=== TEXTE PROPOSÉ ===
Conseil-dEtat-Fotolia
Par une décision n°458933 du 1er mars 2023, le Conseil d'Etat a précisé que le juge administratif est tenu de statuer sur une demande de régularisation d'un vice affectant la légalité d'une décision d'autorisation environnementale. Une décision à rapprocher de l'article 23 de la loi n° 2023-175 du 10 mars 2023 relative à l'accélération de la production d'énergies renouvelable qui tend à rendre plus systématique l'engagement de cette procédure de régularisation. Commentaire.
Introduction

La procédure de régularisation décrite à l'article L.181-18 du code de l'environnement vient de faire l'objet, d'une part d'une précision importante de la part du Conseil d'Etat, d'autre part d'une modification issue de l'article 23 de la loi n° 2023-175 du 10 mars 2023 relative à l'accélération de la production d'énergies renouvelables. 

Par une décision
L'article 23 de la loi  n° 2023-175 du 10 mars 2023 relative à l'accélération de la production d'énergies renouvelables

I. Le juge administratif doit vérifier le caractère substantiel du motif d'illégalité allégué avant d'engager sa régularisation

A. Les faits et la procédure

29 juillet 2019 : arrêté par lequel la préfète de X a délivré à la société X une autorisation environnementale afin de construire et exploiter une installation comprenant six éoliennes sur le territoire de la commune de X.

28 septembre 2021 : arrêt par lequel la cour administrative d'appel de Bordeaux a:

  • annulé cet arrêté en tant qu'il ne comportait pas la dérogation prévue par l'article L. 411-2 du code de l'environnement, 
  • suspendu l'exécution de cet arrêté jusqu'à la délivrance de la dérogation à l'interdiction de destruction d'espèces protégées. 
  • et sursis à statuer sur le surplus des conclusions de la requête de M. A..., jusqu'à l'expiration d'un délai de six mois à compter de la notification de l'arrêt, afin de permettre à la société X de notifier à la cour une mesure de régularisation du vice tenant aux insuffisances du volet écologique de l'étude d'impact sur les chiroptères.
===
◆ **À FAIRE**
1) Transcrivez le commentaire sur la régularisation, depuis « I. Le juge administratif » jusqu'à « commune de X. ».
2) Répondez à ces questions à partir du commentaire sur la régularisation.
(a) Quel est le numéro de la décision rendue par le Conseil d'Etat le 1er mars 2023 ?
(b) Combien d'éoliennes comprenait l'installation autorisée par l'arrêté du 29 juillet 2019 ?
(c) Quelle juridiction a rendu l'arrêt du 28 septembre 2021 ?
3) Résumez le commentaire sur la régularisation en deux phrases.
Le matériel qui suit ne joue aucun rôle dans ce travail.
=== EXTRAITS DE DONNÉES ===
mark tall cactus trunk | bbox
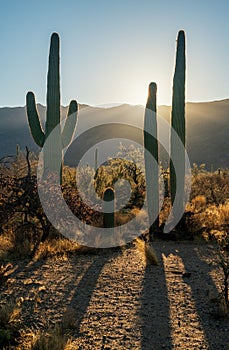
[170,31,186,220]
[26,33,78,183]
[44,34,62,174]
[94,148,98,173]
[144,83,159,239]
[103,187,115,232]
===
◆ **RÉPONSES PAR EXERCICE**
1)
I. Le juge administratif doit vérifier le caractère substantiel du motif d'illégalité allégué avant d'engager sa régularisation

A. Les faits et la procédure

29 juillet 2019 : arrêté par lequel la préfète de X a délivré à la société X une autorisation environnementale afin de construire et exploiter une installation comprenant six éoliennes sur le territoire de la commune de X.

2)
(a) La décision n°458933.
(b) Six éoliennes.
(c) La cour administrative d'appel de Bordeaux.

3) Par une décision du 1er mars 2023, le Conseil d'Etat a précisé que le juge administratif est tenu de statuer sur une demande de régularisation d'un vice affectant la légalité d'une autorisation environnementale, procédure de l'article L.181-18 du code de l'environnement que l'article 23 de la loi du 10 mars 2023 a par ailleurs modifiée. Dans l'affaire commentée, la cour administrative d'appel de Bordeaux avait annulé l'autorisation d'une installation de six éoliennes en tant qu'elle ne comportait pas la dérogation de l'article L. 411-2 du code de l'environnement, en avait suspendu l'exécution et avait sursis à statuer six mois pour permettre une régularisation.